### [WORK INSTRUCTIONS]
Restate, exactly and without pictures, the lines from the start of the listing below through the line holding "341, row 784.".

### [MATERIALS PROVIDED]
═══

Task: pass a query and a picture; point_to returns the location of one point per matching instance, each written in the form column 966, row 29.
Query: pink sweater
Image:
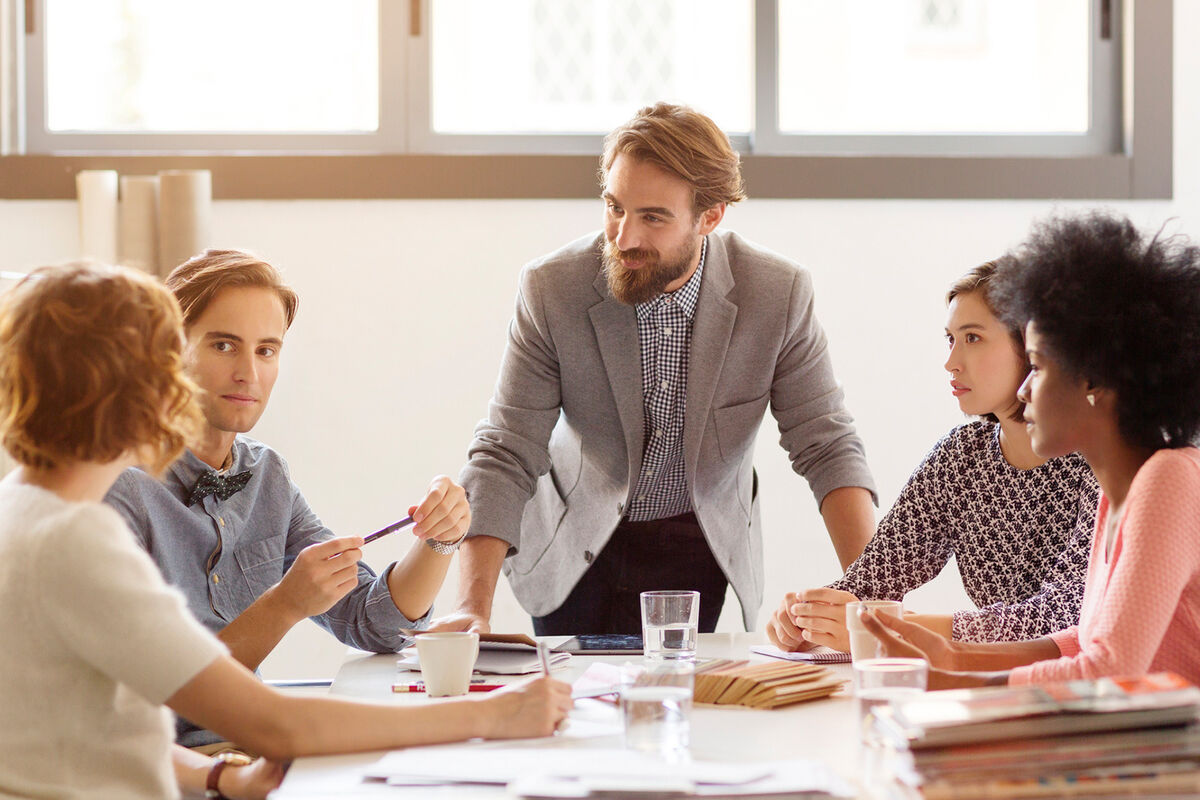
column 1141, row 606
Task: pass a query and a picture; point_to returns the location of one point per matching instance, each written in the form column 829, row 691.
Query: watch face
column 235, row 759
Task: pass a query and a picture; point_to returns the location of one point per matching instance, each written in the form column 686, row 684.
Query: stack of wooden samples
column 762, row 685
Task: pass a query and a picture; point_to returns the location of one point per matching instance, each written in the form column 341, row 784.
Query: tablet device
column 603, row 644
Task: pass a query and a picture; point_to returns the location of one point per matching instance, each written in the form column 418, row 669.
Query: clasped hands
column 817, row 617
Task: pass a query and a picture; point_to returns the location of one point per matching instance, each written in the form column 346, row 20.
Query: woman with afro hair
column 1113, row 332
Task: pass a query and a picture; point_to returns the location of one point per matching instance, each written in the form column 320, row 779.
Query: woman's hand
column 781, row 629
column 821, row 613
column 905, row 639
column 251, row 782
column 533, row 708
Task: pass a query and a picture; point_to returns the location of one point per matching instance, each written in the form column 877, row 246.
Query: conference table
column 825, row 731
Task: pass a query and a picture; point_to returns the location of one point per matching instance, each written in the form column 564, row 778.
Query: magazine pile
column 1137, row 737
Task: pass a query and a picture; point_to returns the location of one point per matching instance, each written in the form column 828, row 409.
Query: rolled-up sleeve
column 510, row 450
column 808, row 403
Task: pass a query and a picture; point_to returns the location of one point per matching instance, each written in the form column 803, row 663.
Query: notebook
column 817, row 655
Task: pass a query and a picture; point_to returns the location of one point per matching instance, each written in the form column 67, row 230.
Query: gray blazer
column 552, row 467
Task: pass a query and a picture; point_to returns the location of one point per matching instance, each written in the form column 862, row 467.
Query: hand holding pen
column 443, row 515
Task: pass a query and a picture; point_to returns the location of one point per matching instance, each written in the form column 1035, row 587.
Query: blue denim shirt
column 255, row 537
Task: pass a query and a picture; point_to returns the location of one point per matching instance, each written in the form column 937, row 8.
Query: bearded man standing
column 617, row 455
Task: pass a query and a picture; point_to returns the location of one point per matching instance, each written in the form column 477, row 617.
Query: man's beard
column 646, row 283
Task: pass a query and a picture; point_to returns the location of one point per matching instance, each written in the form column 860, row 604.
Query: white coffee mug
column 448, row 660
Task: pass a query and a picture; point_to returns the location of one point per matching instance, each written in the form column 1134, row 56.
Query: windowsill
column 468, row 176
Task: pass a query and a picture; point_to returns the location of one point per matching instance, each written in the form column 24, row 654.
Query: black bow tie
column 222, row 486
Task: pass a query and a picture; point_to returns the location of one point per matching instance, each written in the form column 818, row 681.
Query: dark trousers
column 640, row 557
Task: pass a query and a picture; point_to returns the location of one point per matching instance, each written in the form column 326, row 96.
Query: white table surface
column 825, row 731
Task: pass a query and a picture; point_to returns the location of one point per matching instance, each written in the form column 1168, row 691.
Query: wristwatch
column 444, row 548
column 220, row 762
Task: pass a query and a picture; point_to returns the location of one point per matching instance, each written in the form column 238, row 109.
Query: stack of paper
column 562, row 771
column 763, row 686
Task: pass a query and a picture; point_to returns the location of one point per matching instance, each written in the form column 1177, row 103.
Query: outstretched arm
column 444, row 516
column 321, row 575
column 228, row 699
column 849, row 515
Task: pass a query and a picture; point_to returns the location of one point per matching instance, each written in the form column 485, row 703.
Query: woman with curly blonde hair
column 96, row 643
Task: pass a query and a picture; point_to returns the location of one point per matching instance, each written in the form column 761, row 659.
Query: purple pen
column 390, row 529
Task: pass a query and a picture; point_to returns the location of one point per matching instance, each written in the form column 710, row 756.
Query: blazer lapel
column 711, row 332
column 616, row 329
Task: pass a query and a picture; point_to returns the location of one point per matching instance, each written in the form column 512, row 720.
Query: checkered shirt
column 664, row 336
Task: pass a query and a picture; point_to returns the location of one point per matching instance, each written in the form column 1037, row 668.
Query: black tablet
column 603, row 644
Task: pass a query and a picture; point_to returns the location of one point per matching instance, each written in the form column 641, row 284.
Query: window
column 805, row 88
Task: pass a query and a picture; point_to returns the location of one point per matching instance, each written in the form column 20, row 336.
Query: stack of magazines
column 1113, row 737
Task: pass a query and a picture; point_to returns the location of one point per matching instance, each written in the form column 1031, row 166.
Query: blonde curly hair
column 91, row 367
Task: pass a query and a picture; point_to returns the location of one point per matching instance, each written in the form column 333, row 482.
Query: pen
column 383, row 531
column 402, row 689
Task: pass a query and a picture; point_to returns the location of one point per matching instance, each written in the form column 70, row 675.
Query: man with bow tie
column 229, row 528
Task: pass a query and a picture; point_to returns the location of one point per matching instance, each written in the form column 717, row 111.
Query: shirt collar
column 685, row 295
column 189, row 467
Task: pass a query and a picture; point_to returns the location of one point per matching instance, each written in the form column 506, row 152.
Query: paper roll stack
column 96, row 193
column 138, row 223
column 185, row 216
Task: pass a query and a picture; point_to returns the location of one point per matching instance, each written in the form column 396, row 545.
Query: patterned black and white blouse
column 1021, row 537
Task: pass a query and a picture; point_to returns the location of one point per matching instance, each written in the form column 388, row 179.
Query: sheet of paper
column 504, row 764
column 790, row 779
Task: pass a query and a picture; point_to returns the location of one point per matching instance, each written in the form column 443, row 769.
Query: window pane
column 220, row 65
column 934, row 66
column 585, row 66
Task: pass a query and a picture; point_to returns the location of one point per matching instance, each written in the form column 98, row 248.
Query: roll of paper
column 185, row 216
column 96, row 192
column 138, row 223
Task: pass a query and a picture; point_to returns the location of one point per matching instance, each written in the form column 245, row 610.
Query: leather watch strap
column 211, row 786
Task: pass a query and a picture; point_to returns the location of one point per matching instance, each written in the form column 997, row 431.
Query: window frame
column 1141, row 168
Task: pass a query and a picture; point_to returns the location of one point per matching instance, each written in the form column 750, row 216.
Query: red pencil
column 400, row 689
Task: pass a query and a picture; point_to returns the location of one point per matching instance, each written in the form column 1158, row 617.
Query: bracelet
column 221, row 761
column 445, row 548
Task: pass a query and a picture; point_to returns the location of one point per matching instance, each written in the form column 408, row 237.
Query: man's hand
column 443, row 513
column 781, row 629
column 322, row 575
column 461, row 620
column 822, row 614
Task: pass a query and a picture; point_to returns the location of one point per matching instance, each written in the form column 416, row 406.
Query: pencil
column 402, row 689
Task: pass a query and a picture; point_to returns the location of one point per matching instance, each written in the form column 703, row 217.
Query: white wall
column 405, row 306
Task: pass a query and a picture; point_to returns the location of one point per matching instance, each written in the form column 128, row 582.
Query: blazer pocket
column 737, row 427
column 262, row 563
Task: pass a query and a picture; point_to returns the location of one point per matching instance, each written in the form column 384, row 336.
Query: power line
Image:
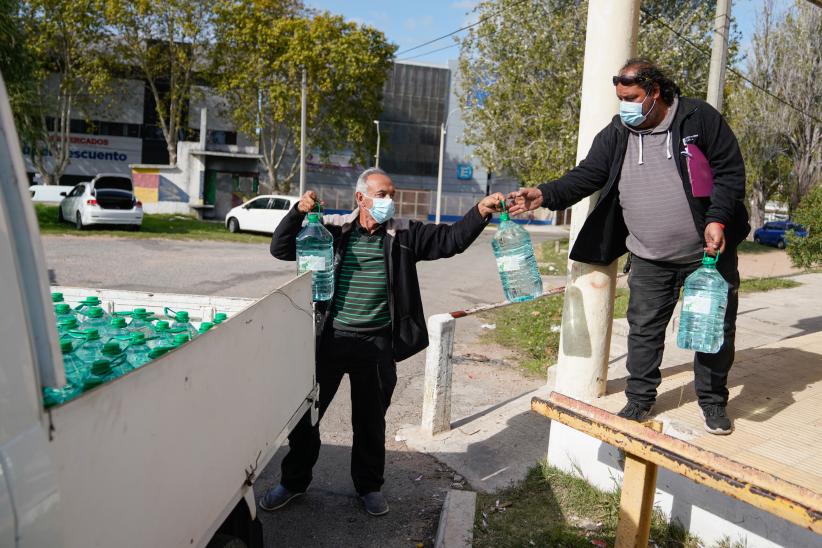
column 729, row 68
column 428, row 53
column 466, row 27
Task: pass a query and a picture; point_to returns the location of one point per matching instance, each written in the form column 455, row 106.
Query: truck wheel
column 226, row 541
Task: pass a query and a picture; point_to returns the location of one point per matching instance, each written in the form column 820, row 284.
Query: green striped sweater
column 361, row 294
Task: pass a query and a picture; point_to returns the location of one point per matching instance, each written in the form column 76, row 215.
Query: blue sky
column 410, row 23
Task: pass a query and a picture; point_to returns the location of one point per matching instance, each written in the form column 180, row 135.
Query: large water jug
column 705, row 298
column 138, row 351
column 95, row 318
column 182, row 324
column 516, row 263
column 141, row 322
column 90, row 345
column 76, row 373
column 315, row 253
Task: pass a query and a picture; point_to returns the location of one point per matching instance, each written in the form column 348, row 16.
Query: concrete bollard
column 436, row 402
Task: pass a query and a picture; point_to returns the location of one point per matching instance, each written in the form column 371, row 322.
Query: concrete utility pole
column 303, row 107
column 719, row 54
column 585, row 337
column 439, row 175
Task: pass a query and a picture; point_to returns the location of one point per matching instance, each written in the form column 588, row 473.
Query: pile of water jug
column 98, row 347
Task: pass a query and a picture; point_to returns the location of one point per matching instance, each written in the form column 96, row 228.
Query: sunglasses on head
column 628, row 80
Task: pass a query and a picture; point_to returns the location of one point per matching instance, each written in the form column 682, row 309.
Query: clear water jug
column 704, row 300
column 516, row 263
column 315, row 253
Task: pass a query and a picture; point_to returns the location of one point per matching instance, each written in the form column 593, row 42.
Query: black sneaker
column 375, row 503
column 277, row 498
column 635, row 411
column 716, row 420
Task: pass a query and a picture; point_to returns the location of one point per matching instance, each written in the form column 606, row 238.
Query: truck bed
column 160, row 456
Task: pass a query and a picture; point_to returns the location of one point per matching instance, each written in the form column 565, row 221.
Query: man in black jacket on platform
column 374, row 320
column 647, row 207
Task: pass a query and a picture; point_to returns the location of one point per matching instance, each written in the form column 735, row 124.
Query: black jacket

═══

### [TASK OUTPUT]
Task: pass a query and a picture; point_to returns the location of one point per matching instance, each written in the form column 966, row 29.
Query: pink sweater
Image:
column 1141, row 606
Task: pass a query and a picture; point_to returns the location of one point per matching instance, each written in the form column 829, row 691.
Query: watch face
column 235, row 759
Task: pass a query and a picture; point_to returns the location of one point per matching instance, each written in the form column 686, row 684.
Query: stack of wooden samples
column 762, row 685
Task: pass a query and a picture; point_to returns the location of one point per matching instance, each written in the form column 341, row 784.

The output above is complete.